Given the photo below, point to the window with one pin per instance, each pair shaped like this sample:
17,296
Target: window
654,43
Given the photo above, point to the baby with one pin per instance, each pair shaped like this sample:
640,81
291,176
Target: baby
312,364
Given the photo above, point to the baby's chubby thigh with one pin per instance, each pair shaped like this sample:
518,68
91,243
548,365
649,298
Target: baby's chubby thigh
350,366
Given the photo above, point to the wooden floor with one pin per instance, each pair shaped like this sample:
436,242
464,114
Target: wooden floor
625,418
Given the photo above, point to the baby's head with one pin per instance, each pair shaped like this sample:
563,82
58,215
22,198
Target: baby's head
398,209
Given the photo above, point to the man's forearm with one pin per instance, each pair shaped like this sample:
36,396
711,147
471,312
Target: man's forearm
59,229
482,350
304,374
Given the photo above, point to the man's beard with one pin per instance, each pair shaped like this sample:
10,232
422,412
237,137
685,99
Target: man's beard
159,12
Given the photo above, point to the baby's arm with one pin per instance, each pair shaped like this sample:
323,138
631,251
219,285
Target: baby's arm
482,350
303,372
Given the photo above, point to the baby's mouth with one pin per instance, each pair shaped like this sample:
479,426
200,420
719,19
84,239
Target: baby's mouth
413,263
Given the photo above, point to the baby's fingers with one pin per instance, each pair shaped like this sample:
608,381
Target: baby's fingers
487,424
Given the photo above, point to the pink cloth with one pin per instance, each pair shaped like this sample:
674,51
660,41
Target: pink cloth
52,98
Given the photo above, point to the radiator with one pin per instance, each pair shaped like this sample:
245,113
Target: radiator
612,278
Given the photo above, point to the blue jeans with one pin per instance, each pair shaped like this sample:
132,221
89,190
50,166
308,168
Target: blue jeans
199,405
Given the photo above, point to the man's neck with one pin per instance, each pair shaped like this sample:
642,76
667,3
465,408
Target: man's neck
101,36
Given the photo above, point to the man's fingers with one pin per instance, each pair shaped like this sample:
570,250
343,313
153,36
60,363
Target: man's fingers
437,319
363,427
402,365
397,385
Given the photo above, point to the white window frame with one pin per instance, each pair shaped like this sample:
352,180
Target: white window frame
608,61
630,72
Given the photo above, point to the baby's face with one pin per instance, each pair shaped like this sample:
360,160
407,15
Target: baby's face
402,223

_WORK REQUIRED_. Write out all the entries exactly.

_PROBLEM SOLUTION_.
Given the photo below, point to the window with one pin per instance, each pair shaped like this sample:
17,296
Target: window
654,43
Given the photo above, point to the baby with one pin per instance, each pair shaped like this sample:
640,81
291,176
Target: baby
312,364
Given the photo above, point to the baby's chubby thigh with one pin per instance, each pair shaped like this sample:
518,68
91,243
548,365
649,298
Target: baby's chubby thigh
350,366
Given the photo above, point to the wooden floor with one pin per instance, each pair shaped like this sample:
436,242
464,114
Target: wooden floor
625,418
Given the photo above, point to the baby's head with one pin per instance, each pair shaped like this sample:
563,82
58,215
22,198
Target: baby's head
398,209
Given the photo above, point to the man's forearm with one pin per instance, each pair shaped like this sample:
36,396
711,147
471,312
Target: man's forearm
59,229
482,350
304,374
Given the photo above, point to the man's beard with one pin per instance, each pair shaped like this sample:
10,232
422,412
237,137
685,99
Target: man's beard
159,12
Given the photo above, point to the baby's arm with one pin per instance, each pair shaped like this sample:
323,138
631,251
219,285
Target: baby's arm
482,350
303,372
Given the photo above, point to the baby's mouth with one pin per instance, each pair shaped like this sample:
479,426
200,420
719,19
84,239
Target: baby's mouth
413,263
Given the photo above, point to the baby's fingers with one pin per instance, each pair shaped like this sample:
608,381
Target: baby's fingers
487,424
Given the photo above, point to the pink cloth with one pin per instance, each pair shaped like this sample:
674,51
660,41
Target: pink cloth
52,98
Given the photo above, point to the radiator with one pin per instance, each pair shaped like this sample:
245,113
Target: radiator
612,278
Given the photo above, point to the blue jeans with one pin per instance, each pair shaped like this sample:
132,221
89,190
50,166
308,168
Target: blue jeans
199,405
Given the photo above, point to the man's neck with one pin per instance, each pair shaped like this sample:
642,76
667,3
465,408
Target: man's neck
101,36
Given the photo above, point to the man's fingers with one pin per instance, each pair shaped like this sample:
570,250
343,313
153,36
60,363
Target: man's fingers
437,319
363,427
402,365
397,385
Given the photo above, point to the white window frame with one pin per instance, each pair shaped like this sample:
352,180
Target: white window frame
608,61
630,72
Given the photo above, point to the baby's face with one pin per instance, each pair shaped like this sample:
360,160
407,15
Target: baby's face
402,223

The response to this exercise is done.